▸ **WORK ITEM**: Every line of the listing belongs in your answer exactly as written; the images do not.

+ + +

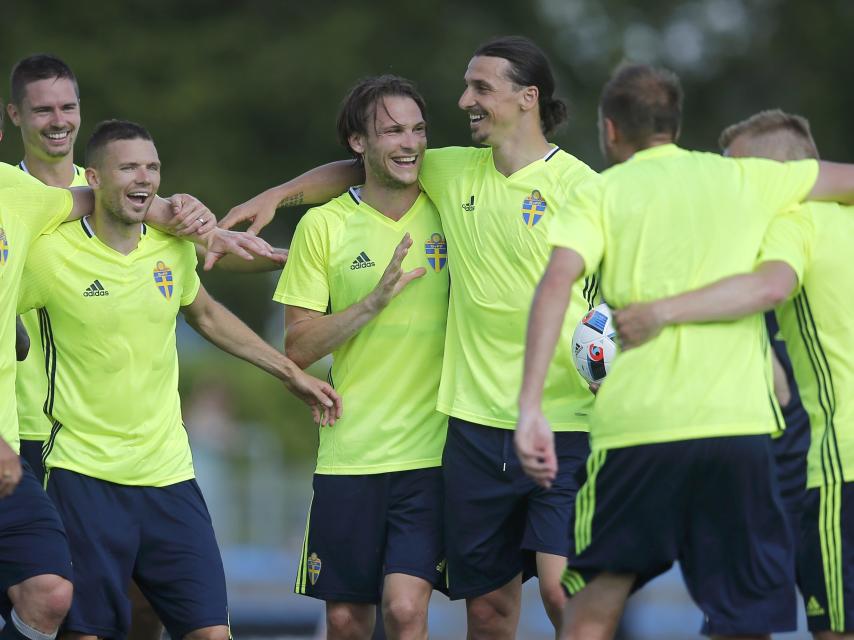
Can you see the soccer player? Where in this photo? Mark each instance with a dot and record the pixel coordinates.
(45, 106)
(815, 326)
(496, 205)
(374, 529)
(681, 463)
(118, 461)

+ + +

▸ **FINISHED TASK**:
Can you see the soccer player? Where in this photo? Mark each instance with a dot and record the pixel coordinates.
(45, 106)
(815, 326)
(496, 205)
(374, 529)
(681, 463)
(118, 461)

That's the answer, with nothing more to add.